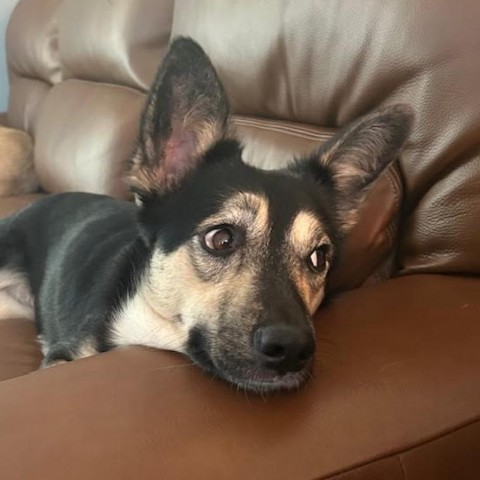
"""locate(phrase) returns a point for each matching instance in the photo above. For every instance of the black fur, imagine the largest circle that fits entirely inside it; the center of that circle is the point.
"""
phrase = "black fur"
(85, 254)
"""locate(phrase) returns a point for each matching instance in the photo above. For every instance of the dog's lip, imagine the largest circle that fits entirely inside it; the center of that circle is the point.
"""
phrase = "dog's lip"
(252, 378)
(267, 381)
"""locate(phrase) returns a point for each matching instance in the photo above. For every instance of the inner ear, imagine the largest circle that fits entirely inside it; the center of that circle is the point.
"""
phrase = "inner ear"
(351, 160)
(185, 115)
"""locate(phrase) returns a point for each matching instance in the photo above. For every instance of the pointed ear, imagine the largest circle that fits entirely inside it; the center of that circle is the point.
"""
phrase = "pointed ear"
(355, 157)
(186, 114)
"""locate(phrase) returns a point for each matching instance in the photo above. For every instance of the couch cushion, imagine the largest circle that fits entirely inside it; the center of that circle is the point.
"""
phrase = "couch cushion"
(326, 63)
(397, 373)
(33, 59)
(10, 205)
(85, 133)
(19, 351)
(118, 42)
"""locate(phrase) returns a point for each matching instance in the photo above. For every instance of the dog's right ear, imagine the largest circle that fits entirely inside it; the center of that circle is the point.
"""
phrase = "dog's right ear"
(185, 115)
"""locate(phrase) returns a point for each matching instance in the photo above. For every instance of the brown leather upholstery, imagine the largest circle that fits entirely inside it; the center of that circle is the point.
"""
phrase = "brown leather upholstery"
(393, 379)
(396, 391)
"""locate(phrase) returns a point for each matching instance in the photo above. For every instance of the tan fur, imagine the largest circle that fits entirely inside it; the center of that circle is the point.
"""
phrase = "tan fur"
(17, 174)
(87, 349)
(306, 233)
(196, 301)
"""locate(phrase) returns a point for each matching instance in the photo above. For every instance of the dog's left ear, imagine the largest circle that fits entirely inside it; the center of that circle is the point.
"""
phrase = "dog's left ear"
(352, 159)
(185, 115)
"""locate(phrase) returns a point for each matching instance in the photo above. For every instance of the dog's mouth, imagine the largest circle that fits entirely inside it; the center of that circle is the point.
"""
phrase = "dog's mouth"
(246, 375)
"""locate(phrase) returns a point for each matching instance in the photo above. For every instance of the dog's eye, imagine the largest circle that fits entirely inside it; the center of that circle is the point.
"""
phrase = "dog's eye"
(317, 260)
(220, 240)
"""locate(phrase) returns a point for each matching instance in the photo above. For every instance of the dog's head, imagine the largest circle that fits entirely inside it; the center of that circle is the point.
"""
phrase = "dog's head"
(240, 255)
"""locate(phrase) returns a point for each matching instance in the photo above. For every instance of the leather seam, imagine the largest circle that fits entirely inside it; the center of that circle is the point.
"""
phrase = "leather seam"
(402, 468)
(279, 128)
(398, 453)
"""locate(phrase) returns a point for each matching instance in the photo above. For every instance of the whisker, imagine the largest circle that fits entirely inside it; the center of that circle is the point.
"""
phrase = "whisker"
++++++++++++++++++++
▸ Stated exercise:
Rewrite all the records above, replacing every "photo above" with "image above" and changing nothing else. Leave the pictures out of your answer.

▸ Exercise output:
"""locate(phrase) returns a point for each matching instance in the image above. For every instance of the black fur, imagine the largest circle that fits entirely inside it; the center of that circle is the point.
"""
phrase = "black fur"
(85, 254)
"""locate(phrase) returns a point for each matching instance in the image above. For every instance of the dog's lip, imagine the largest circle that fits entirely inside it; the center of that circle is the point.
"""
phrase = "dog's lip"
(252, 378)
(267, 381)
"""locate(phrase) returns a point for each matching instance in the image above. For every instance of the inner ear, imagine the largest circle that fits entirely inside it; the center of that circle is the point.
"""
phrase = "inner ear"
(351, 160)
(185, 115)
"""locate(phrase) returns a point for each matching instance in the image above. For every instance of the pointed ear, imagine the largest circle that fits entirely inside it; the center of that circle is the point.
"""
phrase = "pointed ear"
(355, 157)
(186, 114)
"""locate(phrase) returns a point for each matching instance in the image above. For every instance of the couch cushion, imagine the largest circle that fits entirely inside it; the center of that circle is the point.
"""
phrase = "couch cushion"
(326, 63)
(397, 373)
(33, 59)
(10, 205)
(85, 133)
(19, 351)
(118, 42)
"""locate(phrase) returns a point for each matching instance in the image above. For every instance of the dog's right ear, imagine the largest circle that fits entirely inside it; the center of that circle is the point.
"""
phrase = "dog's right ear"
(185, 115)
"""locate(phrase) returns a point for each matching instance in the image above. For every instance of the brown leather upholstery, imagine the largest circle that fits entirely inside it; the center of that circle is the point.
"""
phrase = "brown leather upholstery"
(393, 379)
(396, 391)
"""locate(phrase) returns a point for each matching instance in the image above. For every instance of the tan fur, imagine the largest circle that fits entirely inside it; the center of that circle is the point.
"""
phrase = "tan fur"
(17, 174)
(87, 349)
(306, 233)
(196, 301)
"""locate(phrase) returns a point for each matching instance in the image above. For every instance of the dog's left ear, imagine the largest circle that fits entirely inside it; the center of that circle is the point.
"""
phrase = "dog's left ear"
(352, 159)
(185, 115)
"""locate(phrase) returns a point for each matching instance in the image above. For every instance of the dog's mouth, imagine the largest circle that fits entirely inside it; the center of that circle is the point.
"""
phrase = "dog's mouth"
(246, 375)
"""locate(phrase) returns a point for each matching instance in the image above. For every instance of the dog's eye, imagine the largest circle that fits entirely inside it; the center of that circle is the point.
"""
phrase = "dog's eye"
(317, 260)
(220, 240)
"""locate(phrase) returns a point for each matching instance in the image above. For every instance of the dog's head, imagine the largest circle that fits entirely inside it; the center of that circle is the point.
"""
phrase = "dog's head"
(240, 255)
"""locate(phrase) returns a point for each matching instance in the image above. For every instance of the leather seam, imagine the largest circle that fits entirely inside it; the center of that circle is the point.
"""
phrase = "leather seam"
(402, 468)
(279, 128)
(398, 453)
"""locate(phrase) returns a point for each matching instance in the image above. For every instance of the whisker, imagine the largest circle that fits entirely inside it; the center of that circle is the point.
"""
phrase = "whisker"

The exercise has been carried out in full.